» **What the task requires**: Please state how long the big bruiser jack fought, according to the fishing report.

start Excerpt provided

Shark week! Been fishing the creeks this week with some tarpon hook ups but none to the boat  but have been getting to have some fun with sharks. Fished with a Swedish guy and put him on some sharks, tarpon jumps, and a solo trip in the yak this morning after my trip canceled. More sharks a spinner which almost dove into the yak, and some type of sand shark and Bonita. And watched a guy catch a big tarpon which drug him a couple miles offshore. Got spend time with my dad who caught a small snook, shark, and jacks. Had a great week off sharing God's creation and hearing some drags screaming!


----------



## grovesnatcher

Tarpon and big jacks have come into our coastal waters and we got in some great action in the waterman last week off the beach. We spotted a large chain of fish off the satellite bch area and followed them with the trolling motor. We jumped 3 fish and got one on light tackle top water after a long fight we leadered her and then she broke off stealing my plug as a lip ring if you find her grab my skitterwalk  plus a big bruiser jack who fought us for 35 mins. It's a blast in a small skiff in the right conditions. Love to see a pelican skimming along right beside us at 30 mph flying effortlessly looking for bait just like we are, riding into the sunrise. F4AM 





We are going to need a bigger boat!


----------

end Excerpt provided
start Given data

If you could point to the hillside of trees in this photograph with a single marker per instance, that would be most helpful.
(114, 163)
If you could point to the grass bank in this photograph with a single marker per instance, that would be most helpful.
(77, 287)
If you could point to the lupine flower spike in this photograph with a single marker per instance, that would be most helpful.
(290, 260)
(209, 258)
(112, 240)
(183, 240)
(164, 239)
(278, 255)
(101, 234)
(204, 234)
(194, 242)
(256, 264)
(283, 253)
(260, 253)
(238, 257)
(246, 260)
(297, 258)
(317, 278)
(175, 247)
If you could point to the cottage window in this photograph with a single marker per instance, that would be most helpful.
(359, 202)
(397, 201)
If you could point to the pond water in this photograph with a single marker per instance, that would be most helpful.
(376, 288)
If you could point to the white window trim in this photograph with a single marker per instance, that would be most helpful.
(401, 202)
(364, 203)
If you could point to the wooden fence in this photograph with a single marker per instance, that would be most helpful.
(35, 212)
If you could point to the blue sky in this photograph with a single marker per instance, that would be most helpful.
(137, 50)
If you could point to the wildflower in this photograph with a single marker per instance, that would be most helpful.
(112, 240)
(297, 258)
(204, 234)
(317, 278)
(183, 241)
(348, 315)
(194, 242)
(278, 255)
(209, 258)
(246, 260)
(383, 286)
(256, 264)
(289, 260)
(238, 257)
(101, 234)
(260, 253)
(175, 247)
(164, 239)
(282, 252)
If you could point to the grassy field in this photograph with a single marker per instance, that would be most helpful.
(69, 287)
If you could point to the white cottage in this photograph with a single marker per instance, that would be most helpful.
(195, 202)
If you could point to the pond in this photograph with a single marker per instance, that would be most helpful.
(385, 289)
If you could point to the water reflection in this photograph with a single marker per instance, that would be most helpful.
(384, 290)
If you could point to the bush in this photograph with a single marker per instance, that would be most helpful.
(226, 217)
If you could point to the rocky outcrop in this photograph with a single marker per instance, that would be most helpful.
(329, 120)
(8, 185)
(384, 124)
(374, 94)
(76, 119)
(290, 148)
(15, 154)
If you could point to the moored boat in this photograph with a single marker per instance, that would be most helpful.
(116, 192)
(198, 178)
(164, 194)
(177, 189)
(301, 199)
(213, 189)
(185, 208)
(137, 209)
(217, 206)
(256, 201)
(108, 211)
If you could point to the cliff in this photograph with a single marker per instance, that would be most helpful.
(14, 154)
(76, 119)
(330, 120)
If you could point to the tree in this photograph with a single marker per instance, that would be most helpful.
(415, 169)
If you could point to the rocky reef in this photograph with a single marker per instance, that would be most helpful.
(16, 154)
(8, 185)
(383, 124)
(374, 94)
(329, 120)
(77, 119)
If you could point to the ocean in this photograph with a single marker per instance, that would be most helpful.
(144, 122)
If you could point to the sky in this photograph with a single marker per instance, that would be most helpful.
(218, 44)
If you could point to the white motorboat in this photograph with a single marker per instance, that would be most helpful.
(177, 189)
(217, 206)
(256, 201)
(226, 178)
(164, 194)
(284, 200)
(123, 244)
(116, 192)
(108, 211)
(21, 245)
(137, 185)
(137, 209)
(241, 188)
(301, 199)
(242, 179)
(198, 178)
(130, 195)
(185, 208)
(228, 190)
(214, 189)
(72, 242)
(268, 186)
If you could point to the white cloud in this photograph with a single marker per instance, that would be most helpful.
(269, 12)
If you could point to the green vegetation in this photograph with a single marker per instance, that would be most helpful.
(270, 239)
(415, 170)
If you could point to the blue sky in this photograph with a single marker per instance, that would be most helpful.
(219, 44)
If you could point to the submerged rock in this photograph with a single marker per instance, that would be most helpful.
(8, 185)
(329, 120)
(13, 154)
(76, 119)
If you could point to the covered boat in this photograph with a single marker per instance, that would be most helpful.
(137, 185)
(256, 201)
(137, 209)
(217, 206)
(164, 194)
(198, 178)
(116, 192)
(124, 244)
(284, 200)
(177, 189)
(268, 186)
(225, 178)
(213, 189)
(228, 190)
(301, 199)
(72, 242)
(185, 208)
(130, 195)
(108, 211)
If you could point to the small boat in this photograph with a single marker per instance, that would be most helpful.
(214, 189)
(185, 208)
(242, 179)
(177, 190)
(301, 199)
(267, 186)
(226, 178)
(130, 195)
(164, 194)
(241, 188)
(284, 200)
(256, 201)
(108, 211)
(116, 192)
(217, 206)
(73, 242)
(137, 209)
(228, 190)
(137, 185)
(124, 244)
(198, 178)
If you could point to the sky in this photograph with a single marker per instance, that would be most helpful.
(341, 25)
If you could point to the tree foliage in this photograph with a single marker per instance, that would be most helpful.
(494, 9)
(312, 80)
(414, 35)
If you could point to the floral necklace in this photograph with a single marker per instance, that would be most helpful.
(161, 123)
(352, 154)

end Given data

» **Result**: 35 minutes.